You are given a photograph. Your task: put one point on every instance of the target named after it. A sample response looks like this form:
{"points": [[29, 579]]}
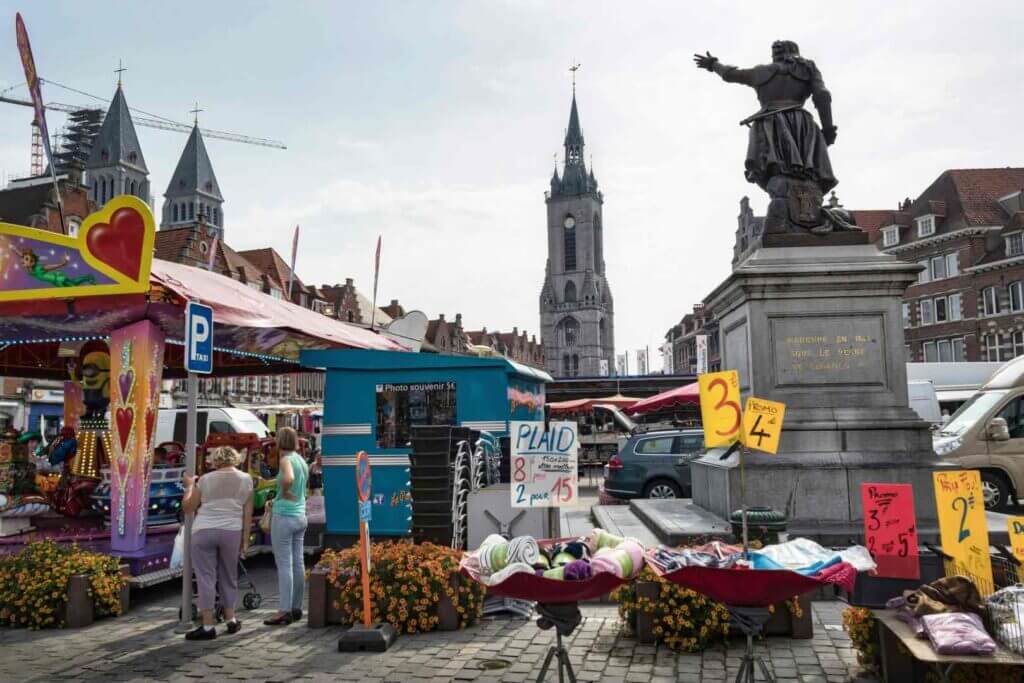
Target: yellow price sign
{"points": [[720, 408], [763, 424], [961, 505], [1016, 525]]}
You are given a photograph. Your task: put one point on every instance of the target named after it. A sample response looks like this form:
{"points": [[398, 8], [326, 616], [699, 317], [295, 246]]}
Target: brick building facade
{"points": [[967, 231]]}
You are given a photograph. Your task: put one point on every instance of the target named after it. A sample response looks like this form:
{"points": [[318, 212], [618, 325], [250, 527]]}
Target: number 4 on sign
{"points": [[763, 424]]}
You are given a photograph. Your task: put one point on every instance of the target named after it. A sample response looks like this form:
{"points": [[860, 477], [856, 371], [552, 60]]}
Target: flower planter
{"points": [[324, 599]]}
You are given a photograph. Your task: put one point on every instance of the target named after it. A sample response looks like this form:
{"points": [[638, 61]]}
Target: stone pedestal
{"points": [[819, 328]]}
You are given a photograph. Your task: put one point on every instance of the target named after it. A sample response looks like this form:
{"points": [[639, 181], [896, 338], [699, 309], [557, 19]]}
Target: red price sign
{"points": [[891, 528], [363, 478]]}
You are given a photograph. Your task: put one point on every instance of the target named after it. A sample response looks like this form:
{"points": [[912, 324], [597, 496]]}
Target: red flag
{"points": [[295, 251]]}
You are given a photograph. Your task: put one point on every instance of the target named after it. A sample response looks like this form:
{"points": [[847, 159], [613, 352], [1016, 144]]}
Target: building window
{"points": [[925, 312], [925, 275], [569, 292], [1016, 296], [990, 301], [953, 309], [926, 226], [570, 332], [1018, 343], [990, 347], [1015, 244], [568, 244], [890, 236], [952, 264]]}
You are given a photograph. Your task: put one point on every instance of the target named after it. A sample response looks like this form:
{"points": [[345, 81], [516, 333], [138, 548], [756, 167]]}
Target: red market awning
{"points": [[254, 333], [684, 395], [584, 404]]}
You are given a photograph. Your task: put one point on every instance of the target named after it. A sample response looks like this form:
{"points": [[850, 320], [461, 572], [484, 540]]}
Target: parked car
{"points": [[987, 434], [654, 464], [214, 419]]}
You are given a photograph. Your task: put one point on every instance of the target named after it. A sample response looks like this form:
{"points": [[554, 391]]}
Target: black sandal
{"points": [[281, 620]]}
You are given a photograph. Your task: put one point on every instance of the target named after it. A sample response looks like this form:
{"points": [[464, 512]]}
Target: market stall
{"points": [[373, 399]]}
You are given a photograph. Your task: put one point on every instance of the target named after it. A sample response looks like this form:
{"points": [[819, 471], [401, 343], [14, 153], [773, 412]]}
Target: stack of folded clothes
{"points": [[498, 558]]}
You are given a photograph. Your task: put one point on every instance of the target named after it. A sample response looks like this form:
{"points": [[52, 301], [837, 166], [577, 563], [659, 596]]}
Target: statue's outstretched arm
{"points": [[822, 102]]}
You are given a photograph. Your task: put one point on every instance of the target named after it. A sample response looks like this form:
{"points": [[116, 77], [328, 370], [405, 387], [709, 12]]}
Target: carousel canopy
{"points": [[254, 333], [687, 394]]}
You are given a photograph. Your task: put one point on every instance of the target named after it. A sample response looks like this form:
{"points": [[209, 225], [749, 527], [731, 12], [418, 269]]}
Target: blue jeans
{"points": [[286, 539]]}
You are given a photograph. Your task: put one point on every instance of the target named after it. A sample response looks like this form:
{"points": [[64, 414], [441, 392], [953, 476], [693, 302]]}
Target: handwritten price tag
{"points": [[544, 465], [763, 424], [891, 528], [1016, 525], [720, 410], [962, 523]]}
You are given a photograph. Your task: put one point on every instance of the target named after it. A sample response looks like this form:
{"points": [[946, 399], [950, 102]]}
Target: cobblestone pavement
{"points": [[142, 645]]}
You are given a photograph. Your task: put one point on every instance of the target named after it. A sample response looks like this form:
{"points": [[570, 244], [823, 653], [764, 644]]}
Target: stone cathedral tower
{"points": [[577, 311]]}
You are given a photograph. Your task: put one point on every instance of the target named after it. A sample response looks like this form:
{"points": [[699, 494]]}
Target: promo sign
{"points": [[1016, 525], [544, 465], [891, 528], [962, 523], [763, 424], [720, 408]]}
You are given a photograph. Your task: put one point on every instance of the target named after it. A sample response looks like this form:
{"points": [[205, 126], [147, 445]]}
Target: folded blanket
{"points": [[957, 633], [804, 552], [523, 549]]}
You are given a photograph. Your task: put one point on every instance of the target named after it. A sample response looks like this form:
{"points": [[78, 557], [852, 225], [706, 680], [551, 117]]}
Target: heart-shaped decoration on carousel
{"points": [[124, 417], [119, 242]]}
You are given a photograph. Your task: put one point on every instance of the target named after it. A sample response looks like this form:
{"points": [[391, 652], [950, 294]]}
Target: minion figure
{"points": [[95, 381]]}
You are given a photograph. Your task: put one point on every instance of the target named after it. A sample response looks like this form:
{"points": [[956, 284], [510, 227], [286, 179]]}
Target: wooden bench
{"points": [[898, 665]]}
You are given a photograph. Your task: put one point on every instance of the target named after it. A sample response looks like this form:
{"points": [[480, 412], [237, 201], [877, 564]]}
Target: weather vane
{"points": [[574, 68]]}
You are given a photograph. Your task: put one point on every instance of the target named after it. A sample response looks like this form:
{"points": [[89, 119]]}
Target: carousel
{"points": [[97, 311]]}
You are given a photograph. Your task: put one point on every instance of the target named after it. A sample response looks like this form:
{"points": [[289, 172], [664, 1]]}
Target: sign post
{"points": [[964, 530], [367, 636], [199, 358], [544, 465], [891, 528]]}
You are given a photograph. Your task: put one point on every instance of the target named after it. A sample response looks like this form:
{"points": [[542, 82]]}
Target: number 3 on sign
{"points": [[720, 408]]}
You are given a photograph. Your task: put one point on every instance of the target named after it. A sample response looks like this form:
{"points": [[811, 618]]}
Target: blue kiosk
{"points": [[372, 400]]}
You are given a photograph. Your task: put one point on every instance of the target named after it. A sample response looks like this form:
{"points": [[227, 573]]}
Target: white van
{"points": [[171, 423]]}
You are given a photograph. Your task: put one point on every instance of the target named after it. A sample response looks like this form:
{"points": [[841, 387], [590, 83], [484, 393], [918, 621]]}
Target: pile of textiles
{"points": [[948, 611], [498, 558], [800, 555]]}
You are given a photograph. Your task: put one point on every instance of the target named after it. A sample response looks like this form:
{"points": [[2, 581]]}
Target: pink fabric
{"points": [[957, 633], [236, 304], [841, 573]]}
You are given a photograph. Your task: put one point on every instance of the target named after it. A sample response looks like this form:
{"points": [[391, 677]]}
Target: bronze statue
{"points": [[787, 154]]}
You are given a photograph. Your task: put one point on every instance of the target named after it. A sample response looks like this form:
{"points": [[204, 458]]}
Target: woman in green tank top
{"points": [[288, 527]]}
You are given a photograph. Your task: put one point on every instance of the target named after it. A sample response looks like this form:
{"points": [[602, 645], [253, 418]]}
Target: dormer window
{"points": [[926, 225], [890, 236], [1015, 244]]}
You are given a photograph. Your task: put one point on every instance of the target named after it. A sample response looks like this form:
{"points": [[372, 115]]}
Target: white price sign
{"points": [[544, 465]]}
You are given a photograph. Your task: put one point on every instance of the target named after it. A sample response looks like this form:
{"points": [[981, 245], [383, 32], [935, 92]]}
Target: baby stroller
{"points": [[250, 600]]}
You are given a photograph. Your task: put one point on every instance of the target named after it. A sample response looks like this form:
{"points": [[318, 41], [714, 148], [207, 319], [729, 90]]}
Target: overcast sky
{"points": [[434, 124]]}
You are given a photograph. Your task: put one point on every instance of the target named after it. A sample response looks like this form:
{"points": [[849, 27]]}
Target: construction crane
{"points": [[139, 119]]}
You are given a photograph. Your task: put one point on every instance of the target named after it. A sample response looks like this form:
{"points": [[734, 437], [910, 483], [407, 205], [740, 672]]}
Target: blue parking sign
{"points": [[199, 338]]}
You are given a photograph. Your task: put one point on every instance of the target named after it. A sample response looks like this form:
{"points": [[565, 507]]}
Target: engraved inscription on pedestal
{"points": [[828, 350]]}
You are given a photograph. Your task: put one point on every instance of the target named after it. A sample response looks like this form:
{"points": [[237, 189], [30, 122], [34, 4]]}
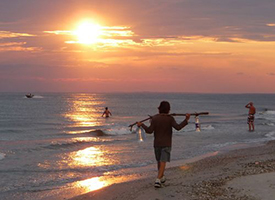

§ EXERCISE BRIEF
How many lines of the data above contain the string "number"? Treat case as significant, and give only the count.

§ RESPONSE TO THE TASK
2